REQUIRED TASK
List every line in the rows below that contains the word "dark". Case counts.

INFORMATION GIVEN

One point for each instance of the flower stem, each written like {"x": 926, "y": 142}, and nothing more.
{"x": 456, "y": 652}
==
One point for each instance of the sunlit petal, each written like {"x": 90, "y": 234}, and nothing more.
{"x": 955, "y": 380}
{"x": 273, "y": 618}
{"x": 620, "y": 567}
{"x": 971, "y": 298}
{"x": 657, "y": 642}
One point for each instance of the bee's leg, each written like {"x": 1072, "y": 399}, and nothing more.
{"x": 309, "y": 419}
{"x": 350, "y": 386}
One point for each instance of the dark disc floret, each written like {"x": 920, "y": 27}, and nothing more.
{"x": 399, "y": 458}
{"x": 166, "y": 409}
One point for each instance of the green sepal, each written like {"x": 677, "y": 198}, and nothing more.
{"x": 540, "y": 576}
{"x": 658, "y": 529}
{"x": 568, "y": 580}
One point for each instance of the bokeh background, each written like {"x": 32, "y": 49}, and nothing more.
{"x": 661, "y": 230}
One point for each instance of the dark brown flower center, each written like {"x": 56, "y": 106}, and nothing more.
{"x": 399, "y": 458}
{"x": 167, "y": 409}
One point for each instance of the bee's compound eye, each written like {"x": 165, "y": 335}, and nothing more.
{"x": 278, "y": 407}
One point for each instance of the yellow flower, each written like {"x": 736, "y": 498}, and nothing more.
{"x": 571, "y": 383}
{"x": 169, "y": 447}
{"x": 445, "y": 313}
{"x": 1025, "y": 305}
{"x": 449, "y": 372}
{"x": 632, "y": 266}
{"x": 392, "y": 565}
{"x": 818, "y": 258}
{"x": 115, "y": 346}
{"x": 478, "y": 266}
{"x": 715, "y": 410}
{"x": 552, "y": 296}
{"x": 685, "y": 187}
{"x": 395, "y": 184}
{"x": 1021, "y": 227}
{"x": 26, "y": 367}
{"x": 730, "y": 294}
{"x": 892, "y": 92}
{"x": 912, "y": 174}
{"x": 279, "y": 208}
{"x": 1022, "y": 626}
==
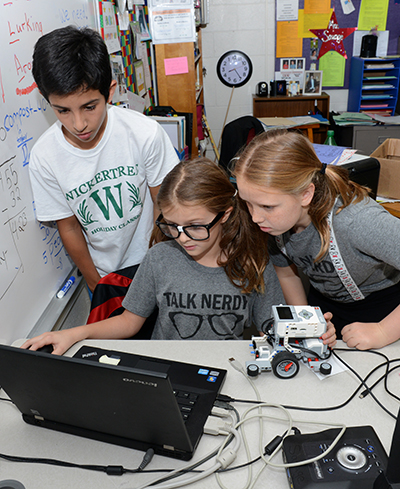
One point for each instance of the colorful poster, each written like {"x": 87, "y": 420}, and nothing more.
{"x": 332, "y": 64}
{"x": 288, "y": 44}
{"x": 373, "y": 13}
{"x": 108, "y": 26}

EXERCISE ANSWER
One point for each instance of the dark disc floret, each written like {"x": 920, "y": 27}, and nothing more.
One point for each instance of the dark brown flower center, each written like {"x": 56, "y": 106}, and nothing more.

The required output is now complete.